Given records below:

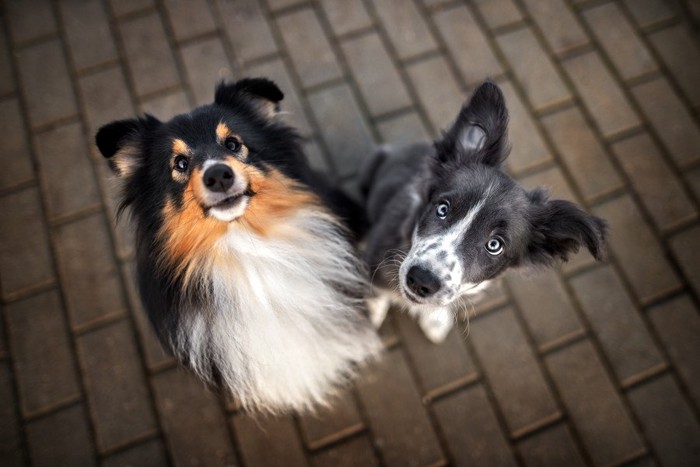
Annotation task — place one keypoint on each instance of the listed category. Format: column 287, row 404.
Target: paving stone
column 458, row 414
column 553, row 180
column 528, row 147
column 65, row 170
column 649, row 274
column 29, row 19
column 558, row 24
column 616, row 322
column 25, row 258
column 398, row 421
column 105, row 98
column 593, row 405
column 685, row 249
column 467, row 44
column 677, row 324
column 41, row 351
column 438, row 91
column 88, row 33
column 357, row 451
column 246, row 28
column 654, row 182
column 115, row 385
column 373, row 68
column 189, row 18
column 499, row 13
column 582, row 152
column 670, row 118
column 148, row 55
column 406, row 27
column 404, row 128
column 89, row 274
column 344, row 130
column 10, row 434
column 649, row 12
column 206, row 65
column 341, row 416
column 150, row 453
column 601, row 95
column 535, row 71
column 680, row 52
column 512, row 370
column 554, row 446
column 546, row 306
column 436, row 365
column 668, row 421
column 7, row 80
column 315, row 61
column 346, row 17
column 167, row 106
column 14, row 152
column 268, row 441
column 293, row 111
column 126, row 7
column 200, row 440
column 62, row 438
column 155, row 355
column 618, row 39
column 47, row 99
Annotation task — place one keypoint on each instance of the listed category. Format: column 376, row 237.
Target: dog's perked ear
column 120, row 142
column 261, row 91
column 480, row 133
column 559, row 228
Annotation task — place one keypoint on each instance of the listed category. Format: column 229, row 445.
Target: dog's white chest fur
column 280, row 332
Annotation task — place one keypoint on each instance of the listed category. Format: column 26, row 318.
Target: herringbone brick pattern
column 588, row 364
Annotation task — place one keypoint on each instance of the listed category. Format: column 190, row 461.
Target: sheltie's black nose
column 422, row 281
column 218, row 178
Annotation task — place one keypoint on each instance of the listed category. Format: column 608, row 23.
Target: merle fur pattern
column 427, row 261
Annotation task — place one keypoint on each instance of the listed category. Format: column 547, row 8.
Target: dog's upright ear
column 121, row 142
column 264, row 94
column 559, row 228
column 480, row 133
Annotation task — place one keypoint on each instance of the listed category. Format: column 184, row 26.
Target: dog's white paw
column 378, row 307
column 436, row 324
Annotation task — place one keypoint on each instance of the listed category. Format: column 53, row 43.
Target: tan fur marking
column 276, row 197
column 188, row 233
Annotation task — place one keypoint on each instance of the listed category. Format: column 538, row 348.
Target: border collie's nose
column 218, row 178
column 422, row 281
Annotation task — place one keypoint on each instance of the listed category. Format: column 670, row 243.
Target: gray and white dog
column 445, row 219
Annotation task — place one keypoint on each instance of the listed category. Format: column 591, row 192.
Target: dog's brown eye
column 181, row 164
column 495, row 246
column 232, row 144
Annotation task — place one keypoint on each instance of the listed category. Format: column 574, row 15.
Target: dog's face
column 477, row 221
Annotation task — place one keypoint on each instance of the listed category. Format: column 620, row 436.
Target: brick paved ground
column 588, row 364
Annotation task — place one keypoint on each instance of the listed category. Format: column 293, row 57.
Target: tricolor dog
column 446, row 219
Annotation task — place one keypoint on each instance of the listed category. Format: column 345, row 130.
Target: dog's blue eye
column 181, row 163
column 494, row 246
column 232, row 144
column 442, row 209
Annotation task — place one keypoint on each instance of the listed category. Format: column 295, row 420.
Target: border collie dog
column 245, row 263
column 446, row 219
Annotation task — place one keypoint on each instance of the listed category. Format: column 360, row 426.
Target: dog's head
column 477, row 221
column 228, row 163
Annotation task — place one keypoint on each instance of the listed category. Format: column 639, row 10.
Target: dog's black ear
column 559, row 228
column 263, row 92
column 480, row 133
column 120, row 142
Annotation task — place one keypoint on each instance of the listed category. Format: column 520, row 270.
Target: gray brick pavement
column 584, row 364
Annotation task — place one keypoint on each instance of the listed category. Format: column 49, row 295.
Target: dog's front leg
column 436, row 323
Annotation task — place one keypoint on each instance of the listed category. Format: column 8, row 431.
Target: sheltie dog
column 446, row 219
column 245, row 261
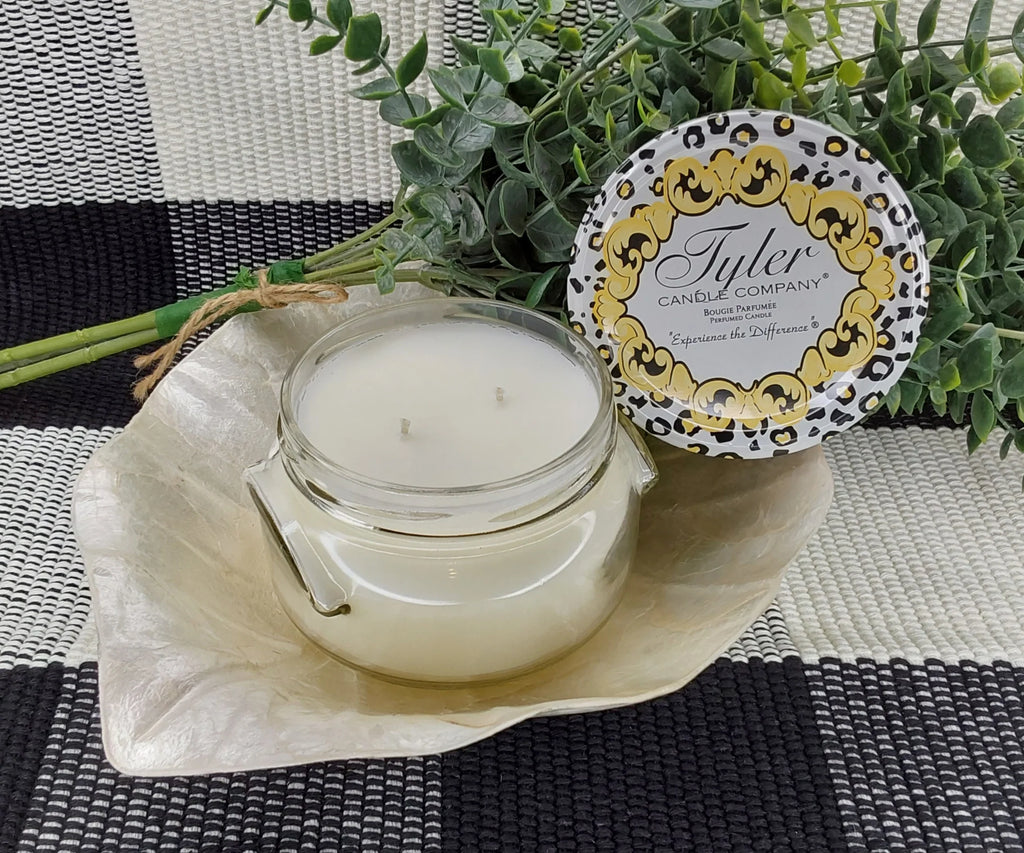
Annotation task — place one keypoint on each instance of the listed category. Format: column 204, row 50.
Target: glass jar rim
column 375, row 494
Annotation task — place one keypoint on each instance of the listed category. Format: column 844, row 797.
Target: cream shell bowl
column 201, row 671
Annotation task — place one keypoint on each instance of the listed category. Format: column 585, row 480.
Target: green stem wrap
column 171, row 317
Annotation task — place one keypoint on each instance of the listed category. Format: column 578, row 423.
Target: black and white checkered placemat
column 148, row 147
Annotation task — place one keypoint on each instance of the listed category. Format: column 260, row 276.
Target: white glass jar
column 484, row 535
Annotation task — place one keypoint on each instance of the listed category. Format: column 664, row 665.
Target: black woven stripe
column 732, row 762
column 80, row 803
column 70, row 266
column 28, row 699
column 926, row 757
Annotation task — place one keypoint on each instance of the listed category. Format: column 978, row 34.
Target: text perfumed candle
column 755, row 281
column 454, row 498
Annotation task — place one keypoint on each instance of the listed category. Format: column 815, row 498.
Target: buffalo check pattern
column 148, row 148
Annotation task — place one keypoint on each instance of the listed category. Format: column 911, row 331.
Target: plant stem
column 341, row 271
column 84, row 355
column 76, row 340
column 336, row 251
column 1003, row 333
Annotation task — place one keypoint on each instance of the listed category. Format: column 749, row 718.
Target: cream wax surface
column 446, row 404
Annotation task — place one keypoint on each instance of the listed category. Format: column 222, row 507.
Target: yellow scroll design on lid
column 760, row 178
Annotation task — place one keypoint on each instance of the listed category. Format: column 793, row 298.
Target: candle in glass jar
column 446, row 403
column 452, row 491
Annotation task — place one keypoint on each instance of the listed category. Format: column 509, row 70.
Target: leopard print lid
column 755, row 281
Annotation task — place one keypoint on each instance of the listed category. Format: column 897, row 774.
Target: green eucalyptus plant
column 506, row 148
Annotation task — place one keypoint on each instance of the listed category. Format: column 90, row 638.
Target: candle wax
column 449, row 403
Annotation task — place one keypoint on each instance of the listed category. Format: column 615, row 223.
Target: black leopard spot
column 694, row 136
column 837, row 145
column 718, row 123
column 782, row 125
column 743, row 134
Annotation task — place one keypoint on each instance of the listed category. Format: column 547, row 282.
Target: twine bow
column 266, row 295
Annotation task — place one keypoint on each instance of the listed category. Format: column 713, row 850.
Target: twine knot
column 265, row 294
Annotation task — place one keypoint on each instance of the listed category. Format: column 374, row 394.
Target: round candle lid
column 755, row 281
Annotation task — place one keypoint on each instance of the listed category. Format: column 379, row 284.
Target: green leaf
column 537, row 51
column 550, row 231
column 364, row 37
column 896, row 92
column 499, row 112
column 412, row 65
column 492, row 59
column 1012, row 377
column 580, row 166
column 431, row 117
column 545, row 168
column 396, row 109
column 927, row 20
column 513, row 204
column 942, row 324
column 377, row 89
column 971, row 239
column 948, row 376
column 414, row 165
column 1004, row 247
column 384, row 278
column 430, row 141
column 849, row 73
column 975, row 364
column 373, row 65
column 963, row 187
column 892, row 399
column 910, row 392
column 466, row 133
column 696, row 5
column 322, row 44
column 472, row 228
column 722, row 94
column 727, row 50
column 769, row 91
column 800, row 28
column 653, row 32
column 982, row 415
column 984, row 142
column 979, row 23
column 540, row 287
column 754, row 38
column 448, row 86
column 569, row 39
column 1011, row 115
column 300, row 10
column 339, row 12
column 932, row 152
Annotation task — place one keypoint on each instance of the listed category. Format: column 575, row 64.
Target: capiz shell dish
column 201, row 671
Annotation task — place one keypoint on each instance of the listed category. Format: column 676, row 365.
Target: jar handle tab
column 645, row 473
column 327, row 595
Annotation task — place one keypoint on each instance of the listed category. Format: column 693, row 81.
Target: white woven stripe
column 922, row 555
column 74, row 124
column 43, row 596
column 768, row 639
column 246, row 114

End of Given records.

What needs to be done: Exact copy, pictures excluded: every line above from the one containing "Target: gray brick pavement" to the one containing "260, row 276.", inclusive, and nothing more.

Result below:
Target: gray brick pavement
column 584, row 364
Annotation task — place one keypoint on each instance of the listed category. Format: column 49, row 295.
Target: dog's front leg
column 436, row 323
Annotation task — place one keypoint on each instance of the listed category. Format: column 8, row 431.
Target: sheltie dog
column 446, row 219
column 245, row 261
Annotation task — place one keypoint on each instance of the listed category. Format: column 204, row 50.
Target: glass jar rim
column 375, row 494
Annotation task — place one keypoint on each instance of the listed category. Format: column 844, row 797.
Target: cream shell bowl
column 201, row 671
Annotation task — place one keypoint on each instance of the listed category. Format: column 585, row 480.
Target: green stem wrap
column 171, row 317
Annotation task — place one keypoint on each instance of the listed category. Format: column 578, row 423.
Target: black and white checkered placemat
column 148, row 147
Annotation task — place one keypoint on each instance of the listed category. Format: column 260, row 276.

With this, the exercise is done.